• **PROBLEM DETAILS**
A faithful, complete transcript of the entries below, without pictures, should be returned.

*** SUPPLIED RECORDS Section Begins ***

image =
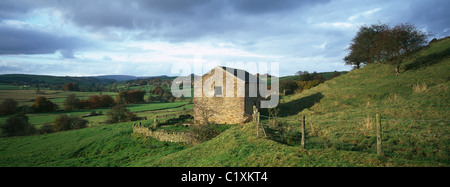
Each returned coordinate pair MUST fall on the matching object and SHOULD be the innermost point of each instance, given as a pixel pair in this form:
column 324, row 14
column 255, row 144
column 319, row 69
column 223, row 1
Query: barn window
column 217, row 90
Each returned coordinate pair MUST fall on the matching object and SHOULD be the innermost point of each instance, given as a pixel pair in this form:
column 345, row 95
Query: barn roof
column 247, row 78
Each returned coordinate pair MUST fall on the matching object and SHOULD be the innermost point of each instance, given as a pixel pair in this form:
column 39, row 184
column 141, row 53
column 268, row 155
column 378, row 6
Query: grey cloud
column 30, row 41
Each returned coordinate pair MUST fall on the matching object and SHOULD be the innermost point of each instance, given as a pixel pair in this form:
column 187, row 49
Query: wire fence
column 361, row 133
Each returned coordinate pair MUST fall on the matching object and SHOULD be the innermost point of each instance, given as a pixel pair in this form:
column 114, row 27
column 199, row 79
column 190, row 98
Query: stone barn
column 225, row 96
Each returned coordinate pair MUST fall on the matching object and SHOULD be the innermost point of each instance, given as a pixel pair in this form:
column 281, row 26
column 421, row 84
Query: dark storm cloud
column 177, row 20
column 433, row 15
column 29, row 41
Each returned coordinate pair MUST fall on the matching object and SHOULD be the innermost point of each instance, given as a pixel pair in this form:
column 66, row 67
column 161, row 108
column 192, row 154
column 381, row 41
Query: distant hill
column 51, row 80
column 126, row 77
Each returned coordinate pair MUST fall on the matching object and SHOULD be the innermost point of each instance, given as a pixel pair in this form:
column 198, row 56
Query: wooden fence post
column 379, row 136
column 303, row 132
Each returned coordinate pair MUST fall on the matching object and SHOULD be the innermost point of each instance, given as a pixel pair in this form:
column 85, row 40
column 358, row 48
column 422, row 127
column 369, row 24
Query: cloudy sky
column 149, row 37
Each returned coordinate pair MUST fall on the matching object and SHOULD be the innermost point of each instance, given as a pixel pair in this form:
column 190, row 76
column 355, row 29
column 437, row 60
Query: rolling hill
column 340, row 126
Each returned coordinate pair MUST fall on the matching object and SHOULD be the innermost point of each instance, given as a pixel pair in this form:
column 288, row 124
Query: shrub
column 202, row 132
column 17, row 125
column 106, row 101
column 120, row 113
column 64, row 122
column 42, row 104
column 8, row 107
column 71, row 102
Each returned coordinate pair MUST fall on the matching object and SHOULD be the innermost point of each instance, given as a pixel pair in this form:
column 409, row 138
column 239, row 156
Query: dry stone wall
column 162, row 135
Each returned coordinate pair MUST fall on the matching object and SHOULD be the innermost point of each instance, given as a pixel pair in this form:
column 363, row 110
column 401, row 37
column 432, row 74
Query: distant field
column 143, row 110
column 57, row 96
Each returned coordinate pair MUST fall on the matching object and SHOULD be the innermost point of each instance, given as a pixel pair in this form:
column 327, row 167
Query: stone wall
column 162, row 135
column 218, row 109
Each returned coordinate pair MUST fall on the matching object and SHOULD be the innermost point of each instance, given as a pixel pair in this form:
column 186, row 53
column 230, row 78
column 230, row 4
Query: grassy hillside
column 340, row 127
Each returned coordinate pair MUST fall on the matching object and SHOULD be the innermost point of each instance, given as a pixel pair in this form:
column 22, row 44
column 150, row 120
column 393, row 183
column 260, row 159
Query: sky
column 150, row 37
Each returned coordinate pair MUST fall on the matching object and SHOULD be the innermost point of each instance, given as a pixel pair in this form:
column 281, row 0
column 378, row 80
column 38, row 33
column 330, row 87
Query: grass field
column 340, row 126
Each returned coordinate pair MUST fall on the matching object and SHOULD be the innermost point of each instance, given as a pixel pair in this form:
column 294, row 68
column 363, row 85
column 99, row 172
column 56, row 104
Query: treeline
column 305, row 81
column 380, row 43
column 19, row 125
column 94, row 101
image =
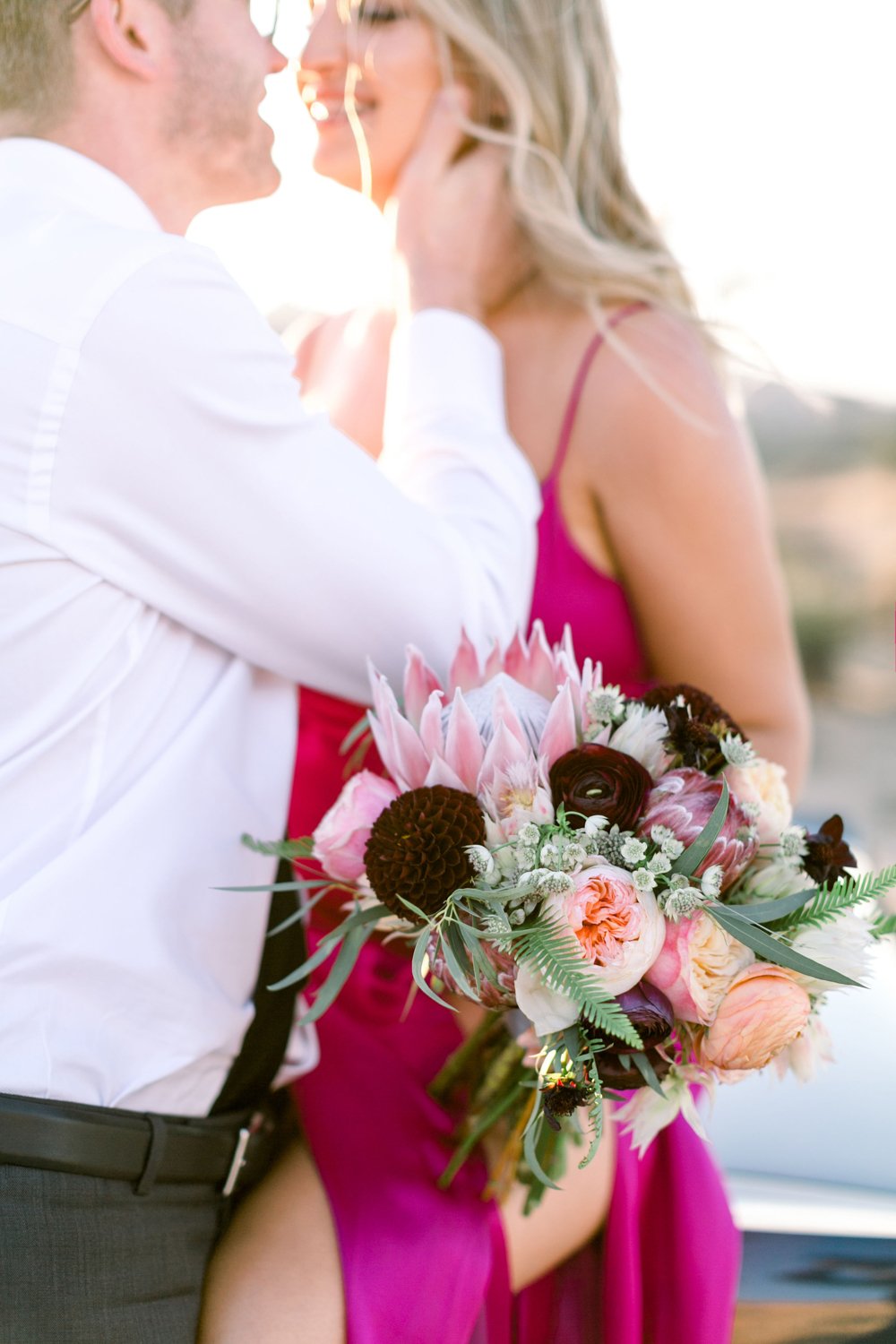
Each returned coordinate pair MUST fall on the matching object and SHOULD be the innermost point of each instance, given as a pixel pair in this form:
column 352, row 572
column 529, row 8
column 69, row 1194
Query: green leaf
column 530, row 1136
column 648, row 1073
column 300, row 849
column 688, row 862
column 417, row 970
column 358, row 919
column 770, row 948
column 343, row 968
column 829, row 900
column 549, row 949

*** SUPPLIED RECORDS Section Ends ***

• **TASK RESPONSE**
image =
Each returned coordinate pair MUST fall on the matching object and SHOULD be the innermost point of each instance, given as a pixel pair in this form:
column 324, row 14
column 255, row 144
column 319, row 69
column 223, row 1
Query: barn window
column 217, row 90
Each returned coordinate pair MUST fall on the matching object and SHOULD be the innermost point of each instance, given as a pixel pair in this form:
column 345, row 95
Query: barn roof
column 247, row 78
Each returned coordinate pair MUST fall on the matching object and SHOULD be the innermost point of each instance, given as a pixel pair in this form:
column 39, row 184
column 141, row 53
column 268, row 155
column 378, row 6
Query: grey cloud
column 30, row 41
Each returned coordinate pair MUST fall on the matching object and SHOULD be the innermost point of each instance, given as a pixel pair in this form:
column 187, row 49
Query: wire fence
column 361, row 133
Each returned coordinate pair MUST fall on the matching object and SHOULD be the innermost point of each instance, given as a pixel pair in this form:
column 114, row 27
column 199, row 79
column 190, row 98
Query: stone barn
column 225, row 96
Each returned coordinate pair MUST fall on the matching object and SHOULD be the innermost point of each instance, given as a pixel pair in this form:
column 281, row 26
column 421, row 84
Query: dark storm cloud
column 177, row 20
column 433, row 15
column 29, row 41
Each returned coordinate pair MUST fall on the matching object and SHOULD be the innermost point of each instance, given as a pixel pair in this form:
column 66, row 67
column 161, row 108
column 192, row 154
column 381, row 41
Query: distant hill
column 51, row 80
column 126, row 77
Each returned coordinate pair MUST fall on the matching object and SHOULD be the innermost point of each instance, given as a pixel pair in this form:
column 198, row 56
Query: wooden fence post
column 379, row 136
column 303, row 132
Each returned coordinate pair MUST fall on the matching object and SHOULD be the innermost point of each instance, given as a pixel pair in this form:
column 85, row 40
column 358, row 48
column 422, row 127
column 369, row 24
Query: cloudy sky
column 149, row 37
Each returned coordinate pair MUST fall on the matching object and SHOULD be the innermost point of each instance, given as a pixel pair in this form:
column 190, row 76
column 355, row 29
column 437, row 60
Query: rolling hill
column 340, row 126
Each returned coordinate pair MUST fall on the matching object and SHOULD be the innermost point of each instance, given as a pixel pair in this form:
column 288, row 124
Query: shrub
column 202, row 132
column 17, row 125
column 106, row 101
column 120, row 113
column 64, row 122
column 42, row 104
column 8, row 107
column 71, row 102
Each returned coordinate pair MUST fall on the matching object and SHOULD be the innermost point of each instance, given as a pixel pair in this form:
column 409, row 138
column 239, row 156
Query: dry stone wall
column 162, row 135
Each returned coordinate pair MUST fall on the matching object and SHOULD be the innermost point of each instance, given as a pixel pair in this form:
column 363, row 110
column 401, row 37
column 432, row 74
Query: distant field
column 143, row 110
column 57, row 96
Each returned coordinate pair MUST fall on the matching object and SHOULD be the innermost point of each instance, given as a pixel pair in this form:
column 327, row 167
Query: stone wall
column 162, row 135
column 218, row 109
Each returned coordinate pair MUST fall on the matching object and SHOULD be the innermost point of each instance, given as a pixel pair in this form:
column 186, row 53
column 230, row 78
column 230, row 4
Query: grassy hillside
column 340, row 127
Each returned coordinate pair MUST fall on the matching object and SHOULD be the innermost point of each instance, given as a pixel pair in this form:
column 22, row 44
column 150, row 120
column 393, row 183
column 260, row 159
Query: sky
column 150, row 37
Each returned coordinate pair MUST fall on the matching object and SHOULD be the innermost point of each instance, given as a pixel pair in this form:
column 281, row 0
column 378, row 80
column 38, row 33
column 330, row 87
Query: grass field
column 340, row 126
Each returned coordinate pair MUST fall on the matching object and SHOULD be the innermost point of each instance, given as a pixel pair in this form:
column 294, row 68
column 363, row 85
column 99, row 172
column 56, row 104
Query: treeline
column 305, row 81
column 380, row 43
column 19, row 125
column 94, row 101
image =
Each returned coordinate pair MUST fall on the matching object and SHOULD be the innermost point of each instance, given as a pixel pair in this form:
column 352, row 572
column 529, row 8
column 69, row 1194
Query: green leaf
column 530, row 1136
column 648, row 1073
column 300, row 849
column 688, row 862
column 417, row 970
column 358, row 919
column 770, row 948
column 343, row 968
column 829, row 900
column 549, row 949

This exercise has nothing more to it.